| Working data |

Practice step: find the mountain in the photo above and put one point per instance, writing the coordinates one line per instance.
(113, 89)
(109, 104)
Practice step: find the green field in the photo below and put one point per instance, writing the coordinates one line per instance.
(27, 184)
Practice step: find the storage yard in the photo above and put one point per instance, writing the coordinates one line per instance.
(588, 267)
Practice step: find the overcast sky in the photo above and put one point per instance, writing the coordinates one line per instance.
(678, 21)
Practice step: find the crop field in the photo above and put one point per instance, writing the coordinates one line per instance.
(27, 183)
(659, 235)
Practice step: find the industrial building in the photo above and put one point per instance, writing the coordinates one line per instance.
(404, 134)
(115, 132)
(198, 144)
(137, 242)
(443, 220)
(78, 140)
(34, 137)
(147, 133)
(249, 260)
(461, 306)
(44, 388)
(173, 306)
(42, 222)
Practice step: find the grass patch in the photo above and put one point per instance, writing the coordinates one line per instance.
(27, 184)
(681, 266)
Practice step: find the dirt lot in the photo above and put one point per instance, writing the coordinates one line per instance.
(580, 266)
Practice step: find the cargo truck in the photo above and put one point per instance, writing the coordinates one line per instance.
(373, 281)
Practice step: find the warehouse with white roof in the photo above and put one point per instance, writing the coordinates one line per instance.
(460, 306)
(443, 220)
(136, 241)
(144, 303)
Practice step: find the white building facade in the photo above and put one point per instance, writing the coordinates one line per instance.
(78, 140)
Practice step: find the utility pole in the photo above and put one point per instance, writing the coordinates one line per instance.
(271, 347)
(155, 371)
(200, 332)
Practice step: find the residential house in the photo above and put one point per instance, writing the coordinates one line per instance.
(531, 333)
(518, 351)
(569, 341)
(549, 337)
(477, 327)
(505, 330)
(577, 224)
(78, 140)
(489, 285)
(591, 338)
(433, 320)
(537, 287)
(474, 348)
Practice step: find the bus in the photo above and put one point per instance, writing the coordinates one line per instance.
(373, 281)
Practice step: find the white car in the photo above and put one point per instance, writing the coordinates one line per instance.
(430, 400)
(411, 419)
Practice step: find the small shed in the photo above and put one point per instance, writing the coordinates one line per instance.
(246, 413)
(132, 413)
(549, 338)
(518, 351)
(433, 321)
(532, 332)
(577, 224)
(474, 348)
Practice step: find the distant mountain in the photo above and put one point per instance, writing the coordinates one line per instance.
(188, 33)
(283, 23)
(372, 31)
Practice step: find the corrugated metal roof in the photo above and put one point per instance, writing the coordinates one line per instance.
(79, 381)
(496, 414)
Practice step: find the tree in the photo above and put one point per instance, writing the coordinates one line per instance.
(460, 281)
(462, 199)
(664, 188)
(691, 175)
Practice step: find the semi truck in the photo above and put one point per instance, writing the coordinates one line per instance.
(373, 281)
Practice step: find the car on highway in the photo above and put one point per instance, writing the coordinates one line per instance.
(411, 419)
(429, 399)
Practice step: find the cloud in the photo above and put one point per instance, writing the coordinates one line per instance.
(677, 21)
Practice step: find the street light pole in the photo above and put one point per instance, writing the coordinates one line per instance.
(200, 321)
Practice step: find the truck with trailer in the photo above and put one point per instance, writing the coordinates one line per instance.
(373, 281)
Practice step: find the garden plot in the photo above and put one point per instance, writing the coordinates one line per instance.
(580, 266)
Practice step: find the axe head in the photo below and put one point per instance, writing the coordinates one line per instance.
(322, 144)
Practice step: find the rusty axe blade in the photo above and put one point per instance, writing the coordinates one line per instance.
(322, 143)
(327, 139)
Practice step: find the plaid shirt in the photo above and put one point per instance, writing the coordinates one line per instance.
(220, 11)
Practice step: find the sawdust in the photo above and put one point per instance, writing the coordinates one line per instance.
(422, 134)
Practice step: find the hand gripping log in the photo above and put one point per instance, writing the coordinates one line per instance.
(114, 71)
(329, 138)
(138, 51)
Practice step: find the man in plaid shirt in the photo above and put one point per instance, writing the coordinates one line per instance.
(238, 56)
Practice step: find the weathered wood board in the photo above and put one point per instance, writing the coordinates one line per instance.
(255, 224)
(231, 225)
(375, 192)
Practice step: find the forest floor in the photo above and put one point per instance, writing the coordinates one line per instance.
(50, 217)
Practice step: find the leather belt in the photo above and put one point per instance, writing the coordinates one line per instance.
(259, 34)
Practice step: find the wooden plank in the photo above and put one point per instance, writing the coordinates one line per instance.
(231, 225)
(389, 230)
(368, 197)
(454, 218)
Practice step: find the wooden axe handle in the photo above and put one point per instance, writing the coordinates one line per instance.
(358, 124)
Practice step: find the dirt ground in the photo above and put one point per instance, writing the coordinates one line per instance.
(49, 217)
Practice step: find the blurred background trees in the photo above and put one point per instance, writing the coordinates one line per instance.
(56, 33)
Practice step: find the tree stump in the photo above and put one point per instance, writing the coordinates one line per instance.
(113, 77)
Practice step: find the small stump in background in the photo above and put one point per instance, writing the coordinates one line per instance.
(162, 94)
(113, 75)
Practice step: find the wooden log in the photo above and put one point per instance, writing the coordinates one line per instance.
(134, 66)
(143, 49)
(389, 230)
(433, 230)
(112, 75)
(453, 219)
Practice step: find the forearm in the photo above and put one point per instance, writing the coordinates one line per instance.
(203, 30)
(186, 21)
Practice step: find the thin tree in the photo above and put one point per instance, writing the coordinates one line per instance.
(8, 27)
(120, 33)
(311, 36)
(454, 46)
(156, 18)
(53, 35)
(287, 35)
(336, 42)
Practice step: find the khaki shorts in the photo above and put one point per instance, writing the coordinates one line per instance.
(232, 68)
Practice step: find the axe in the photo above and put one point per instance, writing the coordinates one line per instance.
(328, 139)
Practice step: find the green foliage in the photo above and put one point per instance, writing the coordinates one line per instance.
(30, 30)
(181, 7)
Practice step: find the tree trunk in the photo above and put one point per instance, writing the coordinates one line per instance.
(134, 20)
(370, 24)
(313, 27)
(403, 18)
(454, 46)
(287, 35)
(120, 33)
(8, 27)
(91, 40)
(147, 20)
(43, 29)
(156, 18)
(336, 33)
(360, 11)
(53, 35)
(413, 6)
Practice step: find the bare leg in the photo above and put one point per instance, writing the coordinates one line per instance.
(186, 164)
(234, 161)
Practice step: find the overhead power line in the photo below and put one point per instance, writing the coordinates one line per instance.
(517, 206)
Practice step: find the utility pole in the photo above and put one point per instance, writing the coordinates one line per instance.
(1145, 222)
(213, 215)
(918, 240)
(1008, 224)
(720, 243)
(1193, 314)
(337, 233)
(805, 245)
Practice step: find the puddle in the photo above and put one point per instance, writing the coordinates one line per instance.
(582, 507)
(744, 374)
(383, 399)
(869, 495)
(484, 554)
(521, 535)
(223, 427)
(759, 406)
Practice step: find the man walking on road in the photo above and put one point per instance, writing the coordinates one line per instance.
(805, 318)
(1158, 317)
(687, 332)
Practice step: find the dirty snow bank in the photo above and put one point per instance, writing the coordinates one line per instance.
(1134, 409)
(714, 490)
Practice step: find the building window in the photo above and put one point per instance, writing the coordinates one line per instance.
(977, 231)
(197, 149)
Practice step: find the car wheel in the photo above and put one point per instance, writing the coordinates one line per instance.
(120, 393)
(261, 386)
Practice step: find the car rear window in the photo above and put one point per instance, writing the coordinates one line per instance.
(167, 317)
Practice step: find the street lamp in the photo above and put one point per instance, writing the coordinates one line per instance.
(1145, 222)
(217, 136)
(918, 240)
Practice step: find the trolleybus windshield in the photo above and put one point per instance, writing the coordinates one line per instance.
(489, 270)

| What to work on |
Set down the line holding "Practice step: find the trolleybus" and all later lines through the last one in the material above, exactly, and no other lines.

| Exercise output |
Practice step: find the trolleybus windshield in the photo above and put one point per instance, writing the coordinates one line per instance.
(489, 270)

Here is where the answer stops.